Extract to read:
──────────────────────────────

Terrybear’s sales have increased from about $300,000 in 1998 to $8.6 million in 2009. This year, Wozniak expects total revenues to hit $10 million and the company had its first $1 million month in August. Staffing has risen from about four to 16, including three employees in China.
Today, Terrybear designs its own urns, which the company has custom-manufactured in China and India. “It’s a very competitive and dynamic industry. It’s changing very rapidly,” Wozniak says. Competition is increasing from casket manufacturers, who also see the trend toward fewer traditional burials and more cremations.
Commerford’s other business, River of Goods, found itself struggling by 2008. This business also needed to evolve—Commerford credits its recent run of success to understanding when to transition from entrepreneurial zeal to focused professional management. Under the direction of Lavina Lau, who became CEO in 2008 (she started as the company’s sourcing and product development manager in 2002), River of Goods began a major restructuring.

──────────────────────────────

Supplied material:
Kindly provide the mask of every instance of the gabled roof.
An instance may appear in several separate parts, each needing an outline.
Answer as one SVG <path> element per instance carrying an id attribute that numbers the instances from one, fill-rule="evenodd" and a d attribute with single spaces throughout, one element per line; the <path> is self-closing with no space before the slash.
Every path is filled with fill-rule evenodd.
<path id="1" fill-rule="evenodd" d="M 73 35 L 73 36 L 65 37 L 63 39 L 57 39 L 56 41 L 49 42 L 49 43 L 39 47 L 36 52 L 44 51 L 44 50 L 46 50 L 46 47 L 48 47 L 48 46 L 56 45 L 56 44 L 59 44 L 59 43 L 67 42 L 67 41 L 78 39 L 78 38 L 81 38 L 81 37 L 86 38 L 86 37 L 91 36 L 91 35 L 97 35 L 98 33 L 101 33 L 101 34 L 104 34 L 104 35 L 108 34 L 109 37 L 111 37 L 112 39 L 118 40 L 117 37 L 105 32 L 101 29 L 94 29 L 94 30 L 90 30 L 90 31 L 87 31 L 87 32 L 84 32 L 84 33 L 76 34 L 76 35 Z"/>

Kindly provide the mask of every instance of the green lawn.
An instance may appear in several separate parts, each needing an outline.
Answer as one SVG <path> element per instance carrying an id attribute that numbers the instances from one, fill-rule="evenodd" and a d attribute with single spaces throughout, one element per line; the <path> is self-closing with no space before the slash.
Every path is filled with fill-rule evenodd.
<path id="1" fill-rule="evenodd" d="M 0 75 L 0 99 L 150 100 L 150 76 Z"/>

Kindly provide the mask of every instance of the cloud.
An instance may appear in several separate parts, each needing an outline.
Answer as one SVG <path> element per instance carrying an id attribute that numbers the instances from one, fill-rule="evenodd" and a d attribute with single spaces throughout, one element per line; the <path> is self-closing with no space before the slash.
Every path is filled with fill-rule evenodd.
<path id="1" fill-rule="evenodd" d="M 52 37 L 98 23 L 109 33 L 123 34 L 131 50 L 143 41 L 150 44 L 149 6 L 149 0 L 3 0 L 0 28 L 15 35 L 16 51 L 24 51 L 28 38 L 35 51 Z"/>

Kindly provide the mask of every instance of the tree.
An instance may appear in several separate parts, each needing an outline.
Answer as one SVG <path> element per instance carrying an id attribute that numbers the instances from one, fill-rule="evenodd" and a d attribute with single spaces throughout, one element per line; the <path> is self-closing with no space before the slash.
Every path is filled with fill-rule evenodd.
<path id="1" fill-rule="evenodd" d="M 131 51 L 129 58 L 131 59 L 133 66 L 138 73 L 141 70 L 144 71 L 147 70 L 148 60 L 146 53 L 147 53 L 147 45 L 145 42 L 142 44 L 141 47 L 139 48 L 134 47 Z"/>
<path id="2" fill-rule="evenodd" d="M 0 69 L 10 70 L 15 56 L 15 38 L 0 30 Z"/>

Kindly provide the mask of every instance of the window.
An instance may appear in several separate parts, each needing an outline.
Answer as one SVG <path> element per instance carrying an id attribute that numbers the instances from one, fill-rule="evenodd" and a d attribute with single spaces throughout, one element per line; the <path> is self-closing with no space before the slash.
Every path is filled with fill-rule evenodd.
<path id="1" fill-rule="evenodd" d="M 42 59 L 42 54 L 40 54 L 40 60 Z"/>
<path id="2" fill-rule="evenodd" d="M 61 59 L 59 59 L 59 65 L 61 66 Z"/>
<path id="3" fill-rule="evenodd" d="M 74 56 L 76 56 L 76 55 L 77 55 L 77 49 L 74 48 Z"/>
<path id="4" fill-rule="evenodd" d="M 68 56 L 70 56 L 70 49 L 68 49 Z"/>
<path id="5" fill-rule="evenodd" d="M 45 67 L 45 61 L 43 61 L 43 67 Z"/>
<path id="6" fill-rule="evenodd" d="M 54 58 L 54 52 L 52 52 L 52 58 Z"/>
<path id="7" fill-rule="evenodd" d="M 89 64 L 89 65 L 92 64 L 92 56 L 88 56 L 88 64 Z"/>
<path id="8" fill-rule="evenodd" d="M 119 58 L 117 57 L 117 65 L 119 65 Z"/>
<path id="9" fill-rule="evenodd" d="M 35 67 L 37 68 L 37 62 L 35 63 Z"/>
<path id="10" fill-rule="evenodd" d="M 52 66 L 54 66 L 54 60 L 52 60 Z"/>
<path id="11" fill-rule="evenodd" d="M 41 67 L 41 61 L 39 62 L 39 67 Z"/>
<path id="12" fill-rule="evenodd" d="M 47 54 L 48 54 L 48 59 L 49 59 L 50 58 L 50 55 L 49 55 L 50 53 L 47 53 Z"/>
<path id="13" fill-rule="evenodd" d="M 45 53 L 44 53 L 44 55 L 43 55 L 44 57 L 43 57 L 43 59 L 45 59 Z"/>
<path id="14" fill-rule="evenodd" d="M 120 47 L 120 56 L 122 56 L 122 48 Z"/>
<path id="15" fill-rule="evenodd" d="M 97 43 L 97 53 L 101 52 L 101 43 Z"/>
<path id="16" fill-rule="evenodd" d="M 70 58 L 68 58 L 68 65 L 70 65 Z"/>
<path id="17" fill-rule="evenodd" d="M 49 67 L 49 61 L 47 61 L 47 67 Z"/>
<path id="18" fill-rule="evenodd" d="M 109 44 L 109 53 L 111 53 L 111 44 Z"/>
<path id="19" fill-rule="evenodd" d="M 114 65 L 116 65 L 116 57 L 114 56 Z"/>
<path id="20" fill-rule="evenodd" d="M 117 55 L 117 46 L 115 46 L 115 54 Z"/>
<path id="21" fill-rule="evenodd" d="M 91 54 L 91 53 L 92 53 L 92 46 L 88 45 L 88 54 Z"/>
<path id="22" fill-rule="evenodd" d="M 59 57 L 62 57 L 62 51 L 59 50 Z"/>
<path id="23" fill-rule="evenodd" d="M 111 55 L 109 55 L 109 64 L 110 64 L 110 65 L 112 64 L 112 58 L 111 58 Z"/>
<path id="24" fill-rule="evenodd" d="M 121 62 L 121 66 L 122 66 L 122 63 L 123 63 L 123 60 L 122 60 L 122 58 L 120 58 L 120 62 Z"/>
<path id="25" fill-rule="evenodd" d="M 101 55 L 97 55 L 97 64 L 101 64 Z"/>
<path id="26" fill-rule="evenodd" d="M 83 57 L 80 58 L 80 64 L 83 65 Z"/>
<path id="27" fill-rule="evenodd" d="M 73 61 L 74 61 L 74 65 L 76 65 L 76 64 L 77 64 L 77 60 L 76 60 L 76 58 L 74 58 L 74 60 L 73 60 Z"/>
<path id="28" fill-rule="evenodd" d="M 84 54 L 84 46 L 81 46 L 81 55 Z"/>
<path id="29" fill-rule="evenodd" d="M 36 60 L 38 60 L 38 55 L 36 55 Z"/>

──────────────────────────────

Things to do:
1. Repeat everything in the Terrybear passage above from "Terrybear’s sales have" down to "and more cremations.", word for word.
2. Do these statements agree with the Terrybear passage above? Answer yes or no for each and quote the words that decide it. (a) Some of Terrybear's staff work in China. (b) Lavina Lau became CEO of River of Goods in 2002. (c) Terrybear's 2009 sales reached $10 million.

Task-by-task answers:
1.
Terrybear’s sales have increased from about $300,000 in 1998 to $8.6 million in 2009. This year, Wozniak expects total revenues to hit $10 million and the company had its first $1 million month in August. Staffing has risen from about four to 16, including three employees in China.
Today, Terrybear designs its own urns, which the company has custom-manufactured in China and India. “It’s a very competitive and dynamic industry. It’s changing very rapidly,” Wozniak says. Competition is increasing from casket manufacturers, who also see the trend toward fewer traditional burials and more cremations.

2.
(a) Yes: "including three employees in China."
(b) No: "who became CEO in 2008 (she started as the company’s sourcing and product development manager in 2002)"
(c) No: "$8.6 million in 2009"